## Requirement
Copy the rows below verbatim, from the line with "Task: indicate the blue ceramic" up to and including the line with "x=239 y=110". Omit the pictures from your copy.

Saved entries

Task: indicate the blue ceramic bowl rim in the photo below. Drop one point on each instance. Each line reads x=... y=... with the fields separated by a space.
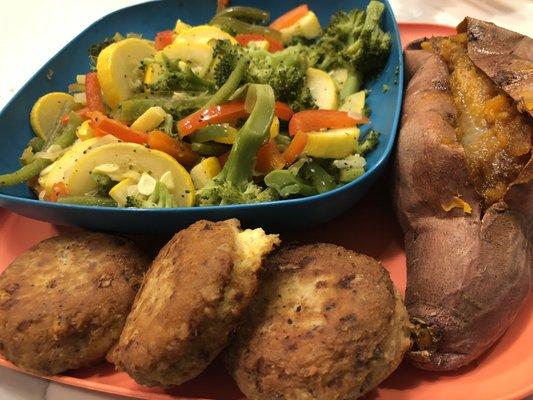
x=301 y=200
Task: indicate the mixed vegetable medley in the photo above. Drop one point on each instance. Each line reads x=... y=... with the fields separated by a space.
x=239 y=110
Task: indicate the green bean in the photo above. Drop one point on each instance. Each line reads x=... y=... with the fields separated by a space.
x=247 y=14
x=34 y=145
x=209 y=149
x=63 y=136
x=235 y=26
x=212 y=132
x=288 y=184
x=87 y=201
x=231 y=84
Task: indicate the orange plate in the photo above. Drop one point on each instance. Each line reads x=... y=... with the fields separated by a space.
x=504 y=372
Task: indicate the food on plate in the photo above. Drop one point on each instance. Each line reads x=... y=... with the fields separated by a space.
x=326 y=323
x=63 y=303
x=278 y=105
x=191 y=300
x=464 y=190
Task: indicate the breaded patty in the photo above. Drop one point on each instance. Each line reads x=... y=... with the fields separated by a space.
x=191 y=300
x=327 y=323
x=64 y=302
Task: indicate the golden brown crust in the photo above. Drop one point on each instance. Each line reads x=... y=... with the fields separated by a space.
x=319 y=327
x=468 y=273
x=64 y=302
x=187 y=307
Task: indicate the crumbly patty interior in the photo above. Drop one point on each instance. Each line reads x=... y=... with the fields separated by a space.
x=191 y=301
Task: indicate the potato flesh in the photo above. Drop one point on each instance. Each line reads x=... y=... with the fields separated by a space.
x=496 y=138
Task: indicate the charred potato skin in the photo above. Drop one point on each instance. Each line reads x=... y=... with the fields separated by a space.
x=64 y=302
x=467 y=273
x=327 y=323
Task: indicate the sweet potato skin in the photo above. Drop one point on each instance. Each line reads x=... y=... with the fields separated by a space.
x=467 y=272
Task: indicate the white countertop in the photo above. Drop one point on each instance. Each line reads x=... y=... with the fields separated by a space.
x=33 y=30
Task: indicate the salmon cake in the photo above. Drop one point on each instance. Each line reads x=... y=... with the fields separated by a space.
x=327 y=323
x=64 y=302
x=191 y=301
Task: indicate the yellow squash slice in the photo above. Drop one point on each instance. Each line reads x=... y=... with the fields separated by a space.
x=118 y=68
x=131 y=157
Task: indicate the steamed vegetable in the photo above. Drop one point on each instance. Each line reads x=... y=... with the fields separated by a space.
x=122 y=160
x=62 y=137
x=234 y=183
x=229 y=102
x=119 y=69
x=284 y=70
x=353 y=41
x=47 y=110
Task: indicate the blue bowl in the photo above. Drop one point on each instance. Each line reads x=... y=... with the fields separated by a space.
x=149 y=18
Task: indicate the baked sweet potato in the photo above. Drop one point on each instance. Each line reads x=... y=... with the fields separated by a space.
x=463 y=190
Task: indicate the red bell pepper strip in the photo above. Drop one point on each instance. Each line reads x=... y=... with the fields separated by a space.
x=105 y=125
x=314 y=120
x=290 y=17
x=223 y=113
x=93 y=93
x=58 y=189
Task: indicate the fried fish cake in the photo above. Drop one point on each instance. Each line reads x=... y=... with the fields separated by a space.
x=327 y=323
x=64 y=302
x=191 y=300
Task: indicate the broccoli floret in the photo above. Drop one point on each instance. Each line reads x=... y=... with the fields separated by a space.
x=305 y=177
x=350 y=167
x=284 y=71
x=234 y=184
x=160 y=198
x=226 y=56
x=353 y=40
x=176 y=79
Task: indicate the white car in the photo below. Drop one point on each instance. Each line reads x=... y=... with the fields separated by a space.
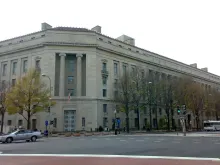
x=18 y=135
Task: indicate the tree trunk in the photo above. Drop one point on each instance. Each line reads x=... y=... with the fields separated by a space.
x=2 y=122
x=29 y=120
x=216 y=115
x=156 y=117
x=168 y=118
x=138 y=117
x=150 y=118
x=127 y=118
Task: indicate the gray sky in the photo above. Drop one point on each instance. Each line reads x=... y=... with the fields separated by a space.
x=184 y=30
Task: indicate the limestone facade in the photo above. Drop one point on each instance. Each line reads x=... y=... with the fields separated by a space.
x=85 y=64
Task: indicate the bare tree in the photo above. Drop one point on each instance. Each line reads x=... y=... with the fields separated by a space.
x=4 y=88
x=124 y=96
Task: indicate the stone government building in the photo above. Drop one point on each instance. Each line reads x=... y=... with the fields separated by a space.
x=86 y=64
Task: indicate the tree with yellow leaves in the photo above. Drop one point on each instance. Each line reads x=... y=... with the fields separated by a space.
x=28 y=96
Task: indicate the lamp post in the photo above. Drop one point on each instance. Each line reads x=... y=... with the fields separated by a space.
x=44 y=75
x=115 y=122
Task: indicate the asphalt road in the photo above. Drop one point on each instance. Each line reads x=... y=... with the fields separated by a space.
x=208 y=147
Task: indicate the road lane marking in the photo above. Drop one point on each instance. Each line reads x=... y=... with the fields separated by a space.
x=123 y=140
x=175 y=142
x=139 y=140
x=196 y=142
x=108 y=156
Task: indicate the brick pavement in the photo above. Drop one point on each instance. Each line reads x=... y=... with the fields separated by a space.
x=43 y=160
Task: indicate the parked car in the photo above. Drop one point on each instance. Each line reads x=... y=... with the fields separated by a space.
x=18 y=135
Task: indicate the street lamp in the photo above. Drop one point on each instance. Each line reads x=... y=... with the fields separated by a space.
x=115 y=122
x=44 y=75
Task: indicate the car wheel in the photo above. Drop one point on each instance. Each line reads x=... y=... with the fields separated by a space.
* * *
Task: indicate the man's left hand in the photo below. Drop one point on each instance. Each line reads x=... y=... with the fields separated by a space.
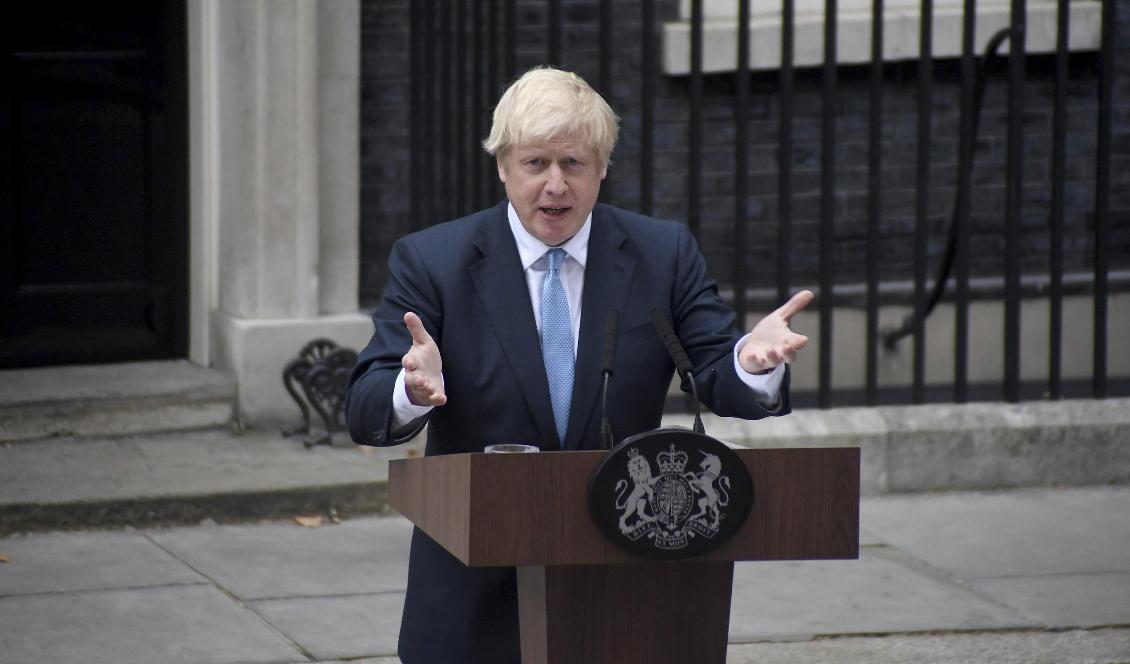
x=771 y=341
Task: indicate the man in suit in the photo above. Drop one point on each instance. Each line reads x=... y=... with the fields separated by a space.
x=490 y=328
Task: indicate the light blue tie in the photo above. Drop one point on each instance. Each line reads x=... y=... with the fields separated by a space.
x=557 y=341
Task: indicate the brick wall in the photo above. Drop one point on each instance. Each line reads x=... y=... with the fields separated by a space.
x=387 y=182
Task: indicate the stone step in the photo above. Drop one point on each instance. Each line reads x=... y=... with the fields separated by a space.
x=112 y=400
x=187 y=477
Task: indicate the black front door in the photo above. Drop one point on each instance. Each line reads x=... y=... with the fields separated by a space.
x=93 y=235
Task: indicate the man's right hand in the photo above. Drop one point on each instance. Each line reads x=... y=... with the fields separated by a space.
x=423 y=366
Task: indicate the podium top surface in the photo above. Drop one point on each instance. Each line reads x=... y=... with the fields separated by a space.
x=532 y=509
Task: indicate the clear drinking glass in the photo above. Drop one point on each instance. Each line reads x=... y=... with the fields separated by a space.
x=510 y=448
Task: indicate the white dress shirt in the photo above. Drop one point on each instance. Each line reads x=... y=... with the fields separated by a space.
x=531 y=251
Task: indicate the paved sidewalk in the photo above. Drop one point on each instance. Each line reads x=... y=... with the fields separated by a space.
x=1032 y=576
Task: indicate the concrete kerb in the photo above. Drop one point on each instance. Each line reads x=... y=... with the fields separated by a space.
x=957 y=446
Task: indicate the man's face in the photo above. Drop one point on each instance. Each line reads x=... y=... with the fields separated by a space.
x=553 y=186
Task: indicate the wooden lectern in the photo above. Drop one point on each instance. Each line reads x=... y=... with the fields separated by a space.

## Exercise answer
Task: indicate the blue ceramic bowl rim in the photo below. Drop one point on each instance. Each line reads x=... y=... with the fields separated by a space.
x=301 y=200
Task: indicate the mixed vegetable medley in the photo above. Drop one point on each instance. Each line reads x=... y=... with the fields separated by a space.
x=239 y=110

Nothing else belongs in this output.